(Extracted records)
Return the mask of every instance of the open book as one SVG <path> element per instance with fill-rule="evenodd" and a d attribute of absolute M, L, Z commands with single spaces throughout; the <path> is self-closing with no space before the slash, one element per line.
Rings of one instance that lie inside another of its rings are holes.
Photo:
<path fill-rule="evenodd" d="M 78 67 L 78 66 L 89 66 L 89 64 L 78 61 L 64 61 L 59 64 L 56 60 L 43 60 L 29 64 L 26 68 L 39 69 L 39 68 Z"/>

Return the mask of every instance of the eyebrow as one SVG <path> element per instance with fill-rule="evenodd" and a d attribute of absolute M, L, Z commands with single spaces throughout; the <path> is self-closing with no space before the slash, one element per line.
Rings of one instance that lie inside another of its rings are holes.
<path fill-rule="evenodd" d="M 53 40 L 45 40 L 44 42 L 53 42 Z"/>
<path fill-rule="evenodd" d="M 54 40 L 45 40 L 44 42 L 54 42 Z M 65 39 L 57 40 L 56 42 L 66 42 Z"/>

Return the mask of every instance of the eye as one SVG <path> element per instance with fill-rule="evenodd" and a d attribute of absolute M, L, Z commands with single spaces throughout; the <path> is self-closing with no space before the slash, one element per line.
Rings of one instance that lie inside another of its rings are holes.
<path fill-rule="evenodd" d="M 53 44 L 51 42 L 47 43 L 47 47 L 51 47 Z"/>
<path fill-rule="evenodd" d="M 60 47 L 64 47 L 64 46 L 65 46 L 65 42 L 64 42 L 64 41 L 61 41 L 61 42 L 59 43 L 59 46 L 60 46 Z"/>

* TASK GOAL
The expected response is every record, reproduced word for word.

* SOLUTION FOR THIS EXERCISE
Return the mask of every instance of the open book as one SVG <path> element per instance with fill-rule="evenodd" and a d attribute of absolute M, L, Z commands with single spaces throughout; the <path> is self-closing with no space before the slash, one element per line.
Rings of one instance that lie inside another of its rings are holes.
Photo:
<path fill-rule="evenodd" d="M 78 67 L 78 66 L 89 66 L 89 64 L 78 61 L 64 61 L 59 64 L 56 60 L 43 60 L 29 64 L 26 68 L 39 69 L 39 68 Z"/>

Return the mask of every instance of the eyebrow as one SVG <path> element per instance with fill-rule="evenodd" and a d attribute of absolute M, L, Z commands with single spaces throughout; the <path> is self-closing with no space before the slash, one element per line.
Rings of one instance that lie inside another of its rings are holes.
<path fill-rule="evenodd" d="M 53 40 L 45 40 L 44 42 L 53 42 Z"/>
<path fill-rule="evenodd" d="M 54 40 L 45 40 L 44 42 L 54 42 Z M 65 39 L 57 40 L 56 42 L 66 42 Z"/>

Return the mask of every instance of the eye as one SVG <path> element per instance with fill-rule="evenodd" and a d attribute of absolute M, L, Z commands with single spaces throughout; the <path> is self-closing with no space before the slash, one element per line.
Rings of one instance that lie inside another of its rings are holes.
<path fill-rule="evenodd" d="M 53 44 L 51 42 L 47 43 L 47 47 L 51 47 Z"/>
<path fill-rule="evenodd" d="M 60 47 L 64 47 L 64 46 L 65 46 L 65 42 L 64 42 L 64 41 L 61 41 L 61 42 L 59 43 L 59 46 L 60 46 Z"/>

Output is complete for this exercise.